**Stated exercise**: Which lines in the items below contain the word "trunk"? Extract each of those lines and copy it unchanged.

**Exercise data**:
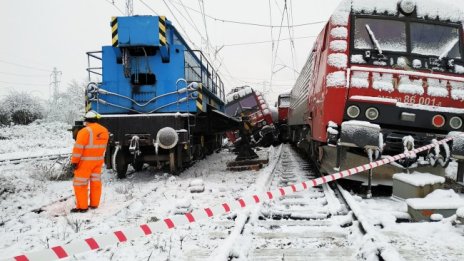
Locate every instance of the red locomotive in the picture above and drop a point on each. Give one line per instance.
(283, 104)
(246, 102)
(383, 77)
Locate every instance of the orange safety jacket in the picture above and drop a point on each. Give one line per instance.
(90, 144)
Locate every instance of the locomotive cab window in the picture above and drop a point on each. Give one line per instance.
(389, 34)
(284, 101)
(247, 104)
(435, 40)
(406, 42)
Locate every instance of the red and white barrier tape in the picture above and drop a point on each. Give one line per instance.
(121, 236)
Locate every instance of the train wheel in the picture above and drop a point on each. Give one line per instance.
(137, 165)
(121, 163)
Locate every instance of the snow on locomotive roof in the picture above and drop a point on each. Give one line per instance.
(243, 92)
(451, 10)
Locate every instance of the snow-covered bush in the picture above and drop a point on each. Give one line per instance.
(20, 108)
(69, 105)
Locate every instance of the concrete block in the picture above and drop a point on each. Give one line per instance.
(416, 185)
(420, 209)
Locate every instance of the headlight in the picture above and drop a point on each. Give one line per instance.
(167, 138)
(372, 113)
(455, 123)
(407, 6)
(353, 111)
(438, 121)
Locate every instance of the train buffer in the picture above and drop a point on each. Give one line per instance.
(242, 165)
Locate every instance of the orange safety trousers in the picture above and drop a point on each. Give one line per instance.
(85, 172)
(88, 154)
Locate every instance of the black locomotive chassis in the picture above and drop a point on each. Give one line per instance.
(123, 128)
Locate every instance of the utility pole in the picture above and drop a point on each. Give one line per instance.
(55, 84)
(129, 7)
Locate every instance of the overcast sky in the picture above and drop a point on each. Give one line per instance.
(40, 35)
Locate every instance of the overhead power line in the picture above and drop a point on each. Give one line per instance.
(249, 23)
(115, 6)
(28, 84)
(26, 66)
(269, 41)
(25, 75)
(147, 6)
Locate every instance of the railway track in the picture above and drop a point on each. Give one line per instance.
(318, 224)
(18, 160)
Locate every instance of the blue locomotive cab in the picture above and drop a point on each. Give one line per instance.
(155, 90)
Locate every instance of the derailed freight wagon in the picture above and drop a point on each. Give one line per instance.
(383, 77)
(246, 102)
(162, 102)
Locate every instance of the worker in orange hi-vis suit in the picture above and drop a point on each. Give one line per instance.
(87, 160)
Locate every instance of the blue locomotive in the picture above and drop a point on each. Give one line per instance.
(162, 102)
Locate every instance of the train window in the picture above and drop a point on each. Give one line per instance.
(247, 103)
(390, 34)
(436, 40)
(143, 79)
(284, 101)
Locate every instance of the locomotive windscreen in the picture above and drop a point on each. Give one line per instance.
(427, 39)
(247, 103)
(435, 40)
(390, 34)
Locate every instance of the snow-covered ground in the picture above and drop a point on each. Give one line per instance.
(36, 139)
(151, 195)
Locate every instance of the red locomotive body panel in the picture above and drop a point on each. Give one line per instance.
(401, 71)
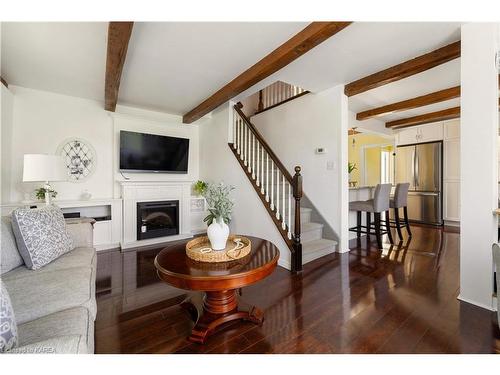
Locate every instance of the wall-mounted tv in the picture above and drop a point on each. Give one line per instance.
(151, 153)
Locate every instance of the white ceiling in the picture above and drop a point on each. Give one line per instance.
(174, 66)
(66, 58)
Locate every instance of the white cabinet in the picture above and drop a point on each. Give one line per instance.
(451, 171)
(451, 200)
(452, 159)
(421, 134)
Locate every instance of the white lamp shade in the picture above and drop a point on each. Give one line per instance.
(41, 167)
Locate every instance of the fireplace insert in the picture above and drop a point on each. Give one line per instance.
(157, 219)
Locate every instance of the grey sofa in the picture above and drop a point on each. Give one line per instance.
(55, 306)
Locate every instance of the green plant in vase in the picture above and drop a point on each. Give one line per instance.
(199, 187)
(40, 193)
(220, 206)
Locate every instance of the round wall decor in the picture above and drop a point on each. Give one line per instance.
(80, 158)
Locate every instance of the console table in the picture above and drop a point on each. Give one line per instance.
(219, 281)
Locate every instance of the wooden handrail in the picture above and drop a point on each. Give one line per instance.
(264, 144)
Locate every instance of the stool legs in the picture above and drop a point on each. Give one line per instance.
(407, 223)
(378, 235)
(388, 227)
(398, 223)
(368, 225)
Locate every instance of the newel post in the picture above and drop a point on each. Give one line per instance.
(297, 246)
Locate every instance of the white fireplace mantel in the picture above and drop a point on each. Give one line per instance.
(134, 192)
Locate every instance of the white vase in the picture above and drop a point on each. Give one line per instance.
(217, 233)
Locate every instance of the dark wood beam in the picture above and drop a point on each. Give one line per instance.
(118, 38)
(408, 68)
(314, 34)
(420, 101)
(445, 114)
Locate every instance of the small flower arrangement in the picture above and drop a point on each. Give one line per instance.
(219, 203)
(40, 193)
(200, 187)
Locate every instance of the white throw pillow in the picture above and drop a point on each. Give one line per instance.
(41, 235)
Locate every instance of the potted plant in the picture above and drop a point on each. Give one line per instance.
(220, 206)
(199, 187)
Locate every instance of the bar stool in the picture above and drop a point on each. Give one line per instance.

---

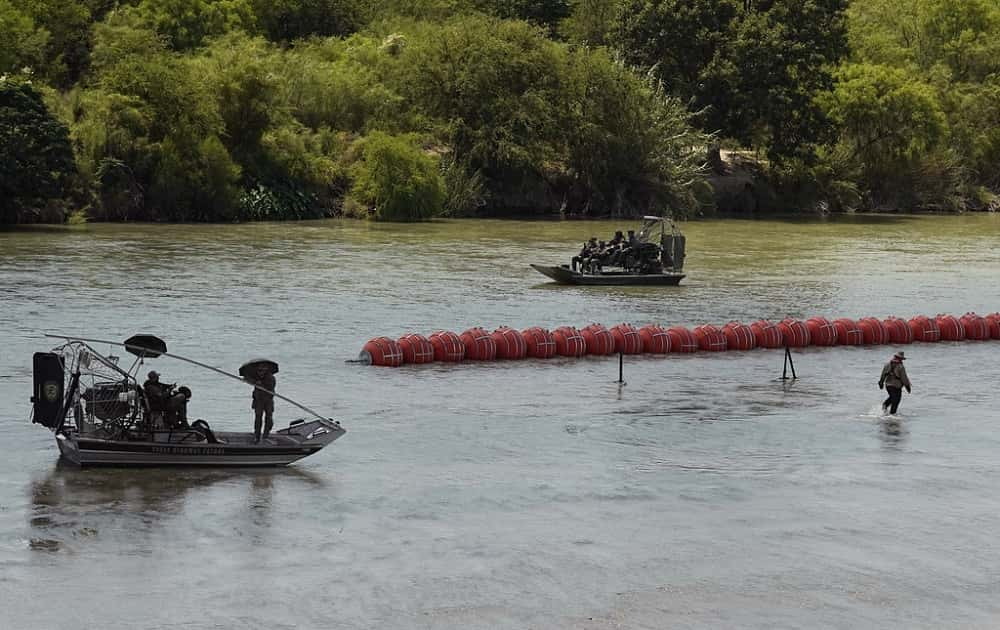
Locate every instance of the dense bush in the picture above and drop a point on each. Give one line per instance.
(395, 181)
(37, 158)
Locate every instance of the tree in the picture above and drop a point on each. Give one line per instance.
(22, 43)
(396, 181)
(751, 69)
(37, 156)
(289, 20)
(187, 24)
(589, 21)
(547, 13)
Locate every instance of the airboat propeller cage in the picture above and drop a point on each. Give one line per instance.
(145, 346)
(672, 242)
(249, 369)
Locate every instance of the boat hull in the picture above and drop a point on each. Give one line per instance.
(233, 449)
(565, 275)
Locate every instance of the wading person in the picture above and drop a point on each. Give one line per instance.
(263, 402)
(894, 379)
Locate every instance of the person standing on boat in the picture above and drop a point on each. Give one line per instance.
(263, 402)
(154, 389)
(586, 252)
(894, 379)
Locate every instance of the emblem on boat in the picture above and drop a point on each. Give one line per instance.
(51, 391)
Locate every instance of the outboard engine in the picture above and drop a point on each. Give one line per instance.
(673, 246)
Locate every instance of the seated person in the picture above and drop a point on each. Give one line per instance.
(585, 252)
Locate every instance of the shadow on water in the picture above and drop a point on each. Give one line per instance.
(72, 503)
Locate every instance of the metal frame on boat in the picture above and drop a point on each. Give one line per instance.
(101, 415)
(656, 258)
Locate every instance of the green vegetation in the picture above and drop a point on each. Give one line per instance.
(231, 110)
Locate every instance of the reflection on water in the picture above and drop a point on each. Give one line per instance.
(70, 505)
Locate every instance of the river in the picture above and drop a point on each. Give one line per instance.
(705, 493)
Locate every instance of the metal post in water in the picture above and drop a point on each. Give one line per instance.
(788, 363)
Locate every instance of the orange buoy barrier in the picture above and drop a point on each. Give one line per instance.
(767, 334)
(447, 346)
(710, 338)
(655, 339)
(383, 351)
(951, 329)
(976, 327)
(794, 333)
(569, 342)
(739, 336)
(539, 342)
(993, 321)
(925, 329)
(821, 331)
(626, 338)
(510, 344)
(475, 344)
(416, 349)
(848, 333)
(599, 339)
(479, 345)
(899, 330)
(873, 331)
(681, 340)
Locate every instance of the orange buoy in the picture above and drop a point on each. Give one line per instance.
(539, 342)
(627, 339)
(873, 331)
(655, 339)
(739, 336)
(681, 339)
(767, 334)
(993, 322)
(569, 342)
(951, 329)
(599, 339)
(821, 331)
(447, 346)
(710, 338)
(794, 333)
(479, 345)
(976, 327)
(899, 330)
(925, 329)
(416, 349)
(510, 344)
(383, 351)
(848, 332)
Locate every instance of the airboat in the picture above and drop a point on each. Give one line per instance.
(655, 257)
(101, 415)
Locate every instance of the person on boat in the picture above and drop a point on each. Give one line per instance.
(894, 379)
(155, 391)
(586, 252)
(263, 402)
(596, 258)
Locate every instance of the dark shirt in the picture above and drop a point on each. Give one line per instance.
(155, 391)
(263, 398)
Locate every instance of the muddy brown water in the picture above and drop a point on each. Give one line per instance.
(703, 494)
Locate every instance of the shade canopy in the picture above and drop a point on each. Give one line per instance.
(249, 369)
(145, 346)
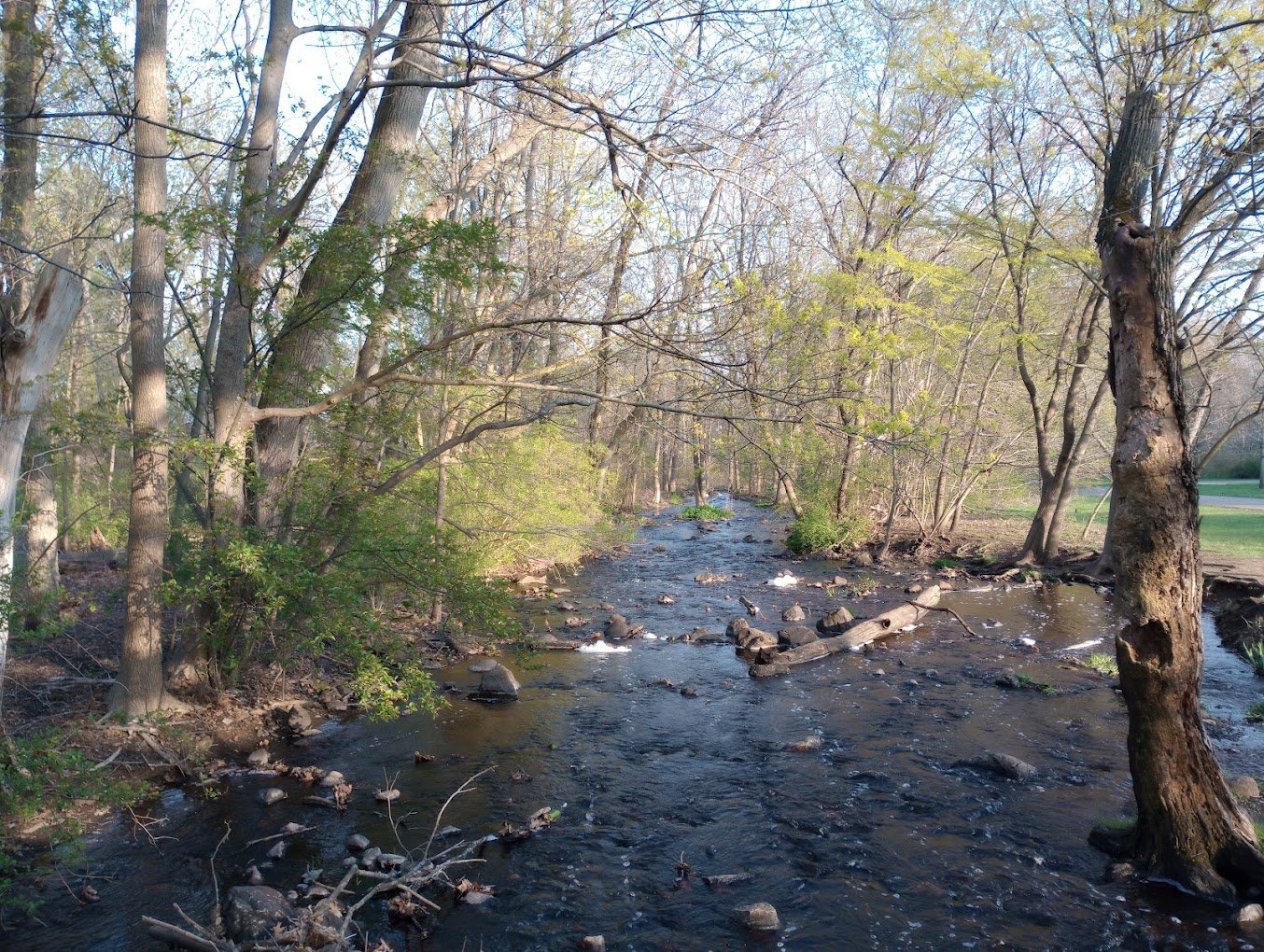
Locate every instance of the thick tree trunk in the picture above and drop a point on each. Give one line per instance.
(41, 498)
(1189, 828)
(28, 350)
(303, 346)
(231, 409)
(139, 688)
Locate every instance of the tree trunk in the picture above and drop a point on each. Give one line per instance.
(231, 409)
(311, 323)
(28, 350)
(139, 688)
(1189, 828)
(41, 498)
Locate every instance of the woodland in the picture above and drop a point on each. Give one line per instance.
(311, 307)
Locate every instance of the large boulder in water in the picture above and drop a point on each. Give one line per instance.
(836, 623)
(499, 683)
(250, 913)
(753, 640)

**Completed exercise**:
Locate every instance of the thick tree trunk in the picture above and drop a point on each. Give one line per instance.
Locate every instance of the tree trunk in the picture above and drop a point on each. Give one line per instance.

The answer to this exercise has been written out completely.